Exercise goal:
What follows is a set of entries; retype all of them exactly.

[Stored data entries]
++++++++

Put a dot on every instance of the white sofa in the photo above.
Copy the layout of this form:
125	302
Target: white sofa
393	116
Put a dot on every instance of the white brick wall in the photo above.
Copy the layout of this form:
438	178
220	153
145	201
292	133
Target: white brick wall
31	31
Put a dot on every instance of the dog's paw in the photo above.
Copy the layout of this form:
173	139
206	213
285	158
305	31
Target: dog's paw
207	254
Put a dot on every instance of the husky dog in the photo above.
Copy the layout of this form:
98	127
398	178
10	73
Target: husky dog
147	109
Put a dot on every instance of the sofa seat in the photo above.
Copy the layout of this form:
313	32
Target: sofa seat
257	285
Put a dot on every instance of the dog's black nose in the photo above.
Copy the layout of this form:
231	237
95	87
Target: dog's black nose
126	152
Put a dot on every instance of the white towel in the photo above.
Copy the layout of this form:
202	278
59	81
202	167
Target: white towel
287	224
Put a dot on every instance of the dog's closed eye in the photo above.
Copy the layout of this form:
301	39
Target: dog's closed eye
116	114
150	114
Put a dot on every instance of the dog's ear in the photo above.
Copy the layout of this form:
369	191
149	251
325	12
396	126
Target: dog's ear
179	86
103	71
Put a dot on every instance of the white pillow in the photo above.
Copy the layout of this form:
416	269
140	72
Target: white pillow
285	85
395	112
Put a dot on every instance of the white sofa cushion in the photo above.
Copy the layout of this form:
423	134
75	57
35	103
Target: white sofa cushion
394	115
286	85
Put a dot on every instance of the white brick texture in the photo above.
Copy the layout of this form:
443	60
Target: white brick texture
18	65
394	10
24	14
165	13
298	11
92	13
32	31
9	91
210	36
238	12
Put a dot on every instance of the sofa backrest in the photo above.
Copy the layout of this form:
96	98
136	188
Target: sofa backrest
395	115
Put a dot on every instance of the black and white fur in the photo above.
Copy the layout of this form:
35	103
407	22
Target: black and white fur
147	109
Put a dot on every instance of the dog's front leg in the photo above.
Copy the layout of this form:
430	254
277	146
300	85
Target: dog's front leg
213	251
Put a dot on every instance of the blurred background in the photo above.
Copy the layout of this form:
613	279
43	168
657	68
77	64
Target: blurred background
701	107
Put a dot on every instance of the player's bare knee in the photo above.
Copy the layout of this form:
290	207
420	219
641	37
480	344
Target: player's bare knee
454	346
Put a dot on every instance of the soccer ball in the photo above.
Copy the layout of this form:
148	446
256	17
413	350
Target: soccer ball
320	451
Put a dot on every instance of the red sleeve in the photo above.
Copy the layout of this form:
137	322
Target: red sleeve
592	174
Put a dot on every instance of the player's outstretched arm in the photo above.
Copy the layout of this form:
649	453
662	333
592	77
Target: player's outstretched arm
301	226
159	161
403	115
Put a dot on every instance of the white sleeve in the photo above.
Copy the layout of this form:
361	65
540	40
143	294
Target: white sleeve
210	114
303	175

++++++++

Written answer:
Put a dot on every instance of the white sofa in the photo above.
Copy the layout of this form:
125	302
Target: white sofa
393	116
Put a dot on every instance of the white brick wall in the photo above.
Copy the layout of this form:
438	178
220	153
145	201
292	133
Target: white brick wall
31	31
Put a dot on every instance of the dog's paw in the photo above.
Copy the layout of this form:
173	139
206	213
285	158
305	31
Target: dog's paw
207	254
Put a dot on every instance of the husky dog in the photo above.
Copy the layout of this form:
98	127
398	178
10	73
Target: husky dog
147	109
Put a dot on every instance of the sofa seat in the photo above.
Copy the layout of this form:
313	32
Target: sofa seat
257	285
Put a dot on every instance of the dog's black nose in the photo above.
Copy the layout of this form:
231	237
95	87
Target: dog's black nose
126	152
Put a dot on every instance of the white towel in the photo above.
Copy the layout of this form:
202	278
59	81
202	167
Target: white towel
287	224
Put a dot on every instance of the dog's closed eye in the photo above.
Copy the layout of this form:
301	39
Target: dog's closed eye
116	114
150	114
Put a dot on every instance of the dog's ear in the photo above.
Copy the layout of this form:
369	191
149	251
325	12
396	126
Target: dog's ear
179	86
103	71
Put a dot on every instance of the white pillow in the photo above.
Copy the layout of this form:
416	269
140	72
Target: white pillow
285	85
395	112
Put a dot on every instance of the white sofa cushion in the photo above.
Copy the layout of this form:
423	134
75	57
35	103
Target: white sofa cushion
394	115
286	85
Put a dot on every instance of the white brick texture in the photo above.
Copy the layout of this form:
443	60
Target: white brick texture
18	65
394	10
24	14
165	13
298	11
92	13
32	31
9	91
210	36
238	12
Put a dot on every instance of the sofa backrest in the photo above.
Copy the layout of this form:
96	98
136	188
Target: sofa backrest
395	115
Put a dot on every instance of the black and white fur in the photo above.
Copy the layout of this form:
35	103
407	22
Target: black and white fur
147	109
Put a dot on every instance of the dog's front leg in the photo above.
Copy the layout of this form:
430	254
277	146
300	85
Target: dog's front leg
213	251
Put a dot on every instance of the blurred background in the photo above.
Copy the layout of this form:
613	279
43	168
657	68
77	64
Target: blurred background
701	107
Put a dot on every instance of the player's bare knee in the photo above.
Copy the layout of this form:
290	207
420	219
641	37
480	344
Target: player's bare knee
454	346
Put a dot on every instance of the soccer ball in the photo above.
Copy the layout of this form:
148	446
256	17
413	350
Target: soccer ball
320	451
Put a dot on every instance of the red sleeve in the photo above.
Copy the layout of this form:
137	322
Target: red sleeve
592	174
Put a dot on every instance of the player's outstretched arm in the photo above.
Copy the layout of this form:
649	453
662	333
592	77
Target: player's outstretched arm
301	226
159	161
403	115
Put a dot on every instance of the white sleeve in the photo above.
Copy the layout of this form:
361	65
540	40
143	294
Target: white sleeve
210	114
303	175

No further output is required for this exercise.